:: Texto para leitura ::

Houve alterações legislativas no Brasil entre 2012 e 2013, destacando-se a Lei nº 12.683/2013, que garantiu a efetivação de inúmeras mudanças na Lei de Lavagem de Dinheiro (Lei nº 9.613/1998), estabelecendo-se normas, punições e mecanismos mais rígidos para combater esta prática.

No mesmo período, e ao encontro do objetivo das legislações supracitadas, fora sancionada a Lei nº 12.846, de 1º agosto de 2013, a qual ficou vulgarmente conhecida como “Lei Anticorrupção”, a qual representa importante avanço ao prever a responsabilização objetiva de empresas, no âmbito civil e administrativo, por atos lesivos praticados.

Em face destes novos parâmetros legais relacionados ao combate à corrupção e lavagem de dinheiro, o compliance passou a ter cada vez mais relevância no Brasil. Sendo, no início, algo ainda muito turvo e visto de forma míope pelas empresas e gestores, no entanto, aos poucos, foi sendo desbravado, entendido e implementando nas corporações.

Veríssimo (2017, p. 27), ao introduzir sobre compliance e a Lei Anticorrupção narra que: “As pessoas jurídicas podem ser responsabilizadas pela prática de crimes cometidos por seu intermédio ou em seu benefício de distintas formas, nos diferentes sistemas jurídicos. A opção da Lei Anticorrupção brasileira foi pela responsabilização civil e administrativa, em razão da prática de atos lesivos à Administração Pública – sendo que muitos desses atos podem caracterizar, também, ilícitos penais.”.

Neste sentido, os artigos 1º, 2º e 3º da Lei 12.846/2013, in verbis:

Art. 1º Esta Lei dispõe sobre a responsabilização objetiva administrativa e civil de pessoas jurídicas pela prática de atos contra a administração pública, nacional ou estrangeira.

Parágrafo único. Aplica-se o disposto nesta Lei às sociedades empresárias e às sociedades simples, personificadas ou não, independentemente da forma de organização ou modelo societário adotado, bem como a quaisquer fundações, associações de entidades ou pessoas, ou sociedades estrangeiras, que tenham sede, filial ou representação no território brasileiro, constituídas de fato ou de direito, ainda que temporariamente.

Art. 2º As pessoas jurídicas serão responsabilizadas objetivamente, nos âmbitos administrativo e civil, pelos atos lesivos previstos nesta Lei praticados em seu interesse ou benefício, exclusivo ou não.

Art. 3º A responsabilização da pessoa jurídica não exclui a responsabilidade individual de seus dirigentes ou administradores ou de qualquer pessoa natural, autora, coautora ou partícipe do ato ilícito.

:: Listagem de dados ::
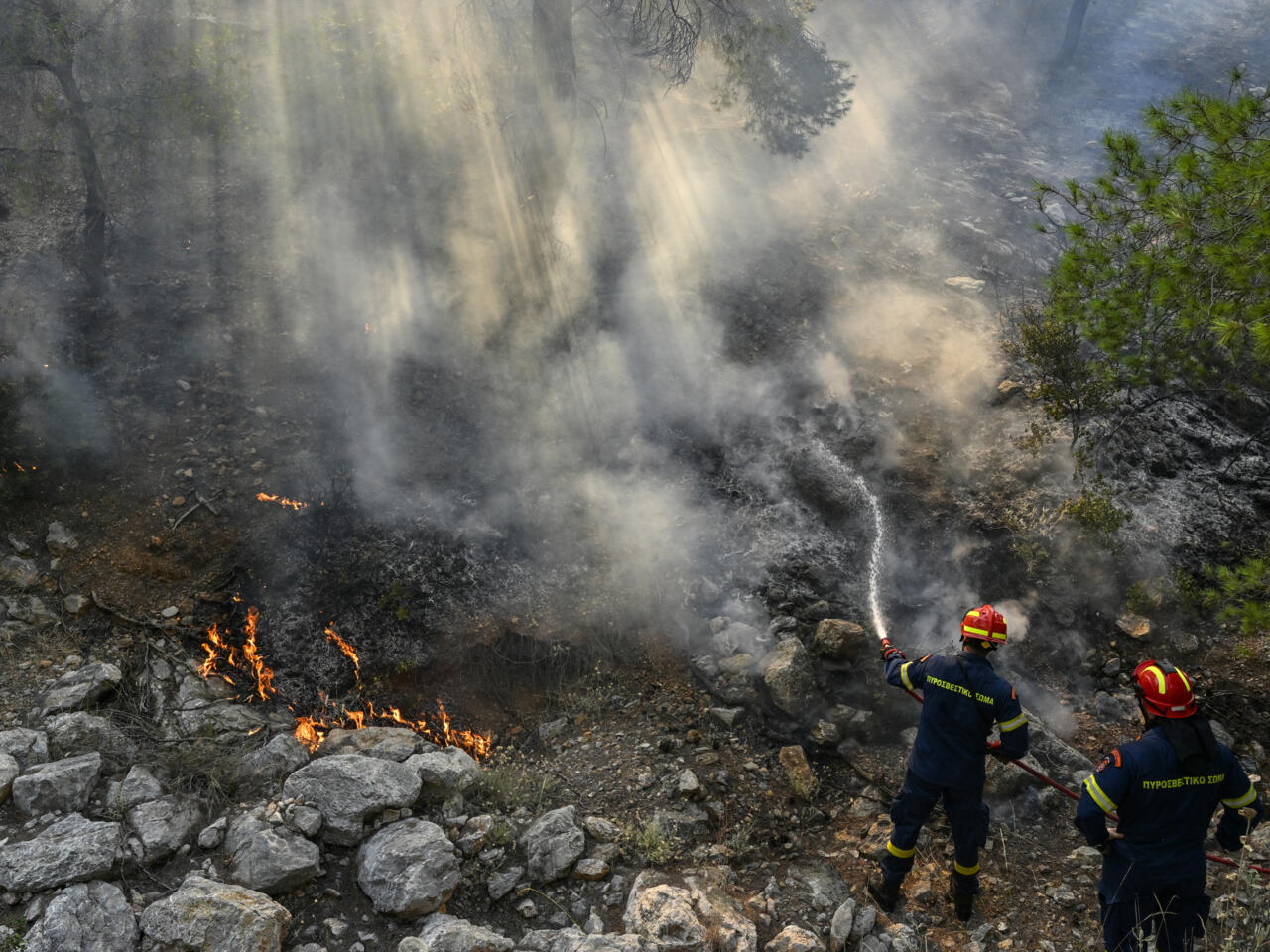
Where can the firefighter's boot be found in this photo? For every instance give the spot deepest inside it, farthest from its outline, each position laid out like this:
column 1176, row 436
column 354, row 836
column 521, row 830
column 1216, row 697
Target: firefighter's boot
column 885, row 892
column 962, row 902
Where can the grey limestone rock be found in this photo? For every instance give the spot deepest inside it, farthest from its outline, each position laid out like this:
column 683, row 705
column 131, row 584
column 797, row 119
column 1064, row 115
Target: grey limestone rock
column 68, row 851
column 81, row 688
column 63, row 785
column 408, row 869
column 59, row 540
column 270, row 858
column 839, row 928
column 87, row 916
column 164, row 825
column 835, row 639
column 553, row 844
column 388, row 743
column 79, row 731
column 444, row 772
column 282, row 756
column 204, row 915
column 601, row 830
column 137, row 787
column 575, row 941
column 9, row 771
column 794, row 938
column 789, row 678
column 21, row 574
column 445, row 933
column 347, row 788
column 663, row 914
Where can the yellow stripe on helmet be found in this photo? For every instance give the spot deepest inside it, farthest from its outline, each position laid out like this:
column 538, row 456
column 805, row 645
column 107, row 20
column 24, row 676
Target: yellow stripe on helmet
column 1101, row 798
column 1239, row 802
column 1159, row 675
column 1014, row 722
column 903, row 675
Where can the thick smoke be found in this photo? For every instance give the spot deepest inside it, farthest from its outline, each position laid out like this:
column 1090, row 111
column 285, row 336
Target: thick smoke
column 574, row 331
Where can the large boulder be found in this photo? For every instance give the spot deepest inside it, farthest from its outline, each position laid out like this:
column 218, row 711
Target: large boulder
column 282, row 756
column 137, row 787
column 444, row 772
column 348, row 787
column 553, row 844
column 59, row 540
column 70, row 851
column 163, row 826
column 204, row 915
column 79, row 731
column 203, row 708
column 81, row 688
column 58, row 785
column 89, row 916
column 663, row 914
column 27, row 747
column 794, row 938
column 837, row 640
column 574, row 939
column 408, row 869
column 9, row 772
column 445, row 933
column 789, row 678
column 22, row 574
column 688, row 918
column 388, row 743
column 270, row 858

:: Tarefas ::
1/ Responda com base no texto sobre a Lei Anticorrupção:
(a) Em que data foi sancionada a Lei nº 12.846?
(b) Segundo Veríssimo, por qual tipo de responsabilização optou a Lei Anticorrupção brasileira?
(c) De acordo com o Art. 3º, a responsabilização da pessoa jurídica exclui a responsabilidade individual de seus dirigentes?
2/ Reproduza o trecho do texto sobre a Lei Anticorrupção que começa com as palavras "Art. 2º As pessoas" e termina com "do ato ilícito.".
3/ Prossiga o texto sobre a Lei Anticorrupção a partir do ponto em que ele termina.

:: Respostas ::
1/
(a) Em 1º de agosto de 2013.
(b) Pela responsabilização civil e administrativa.
(c) Não, a responsabilização da pessoa jurídica não a exclui.

2/
Art. 2º As pessoas jurídicas serão responsabilizadas objetivamente, nos âmbitos administrativo e civil, pelos atos lesivos previstos nesta Lei praticados em seu interesse ou benefício, exclusivo ou não.

Art. 3º A responsabilização da pessoa jurídica não exclui a responsabilidade individual de seus dirigentes ou administradores ou de qualquer pessoa natural, autora, coautora ou partícipe do ato ilícito.

3/
§ 1º A pessoa jurídica será responsabilizada independentemente da responsabilização individual das pessoas naturais referidas no caput.

§ 2º Os dirigentes ou administradores somente serão responsabilizados por atos ilícitos na medida da sua culpabilidade. (BRASIL, 2013).

Assim, a lei se aplica tanto para as sociedades empresárias, quanto para as sociedades simples, personificadas ou não, independente da forma organizacional ou modelo societário adotado.

Desta feita, o que se denota é que a legislação preocupou-se em estabelecer, de maneira clara, as punições às pessoas físicas por trás das pessoas jurídicas, assim como, e, em especial, às próprias pessoas jurídicas, pela prática de ações que se distanciam da legalidade.

Destaca-se que, em apertada síntese, compliance é o conjunto de diretrizes e políticas em âmbito institucional e corporativo que busca fazer que os envolvidos cumpram as normas legais, estejam e atuem em conformidade com a legalidade, evitando, detectando e tratando qualquer desvio ou inconformidade.

Sendo que o termo compliance tem origem no verbo em inglês to comply, que significa agir de acordo com uma regra, uma instrução interna, um comando ou um pedido.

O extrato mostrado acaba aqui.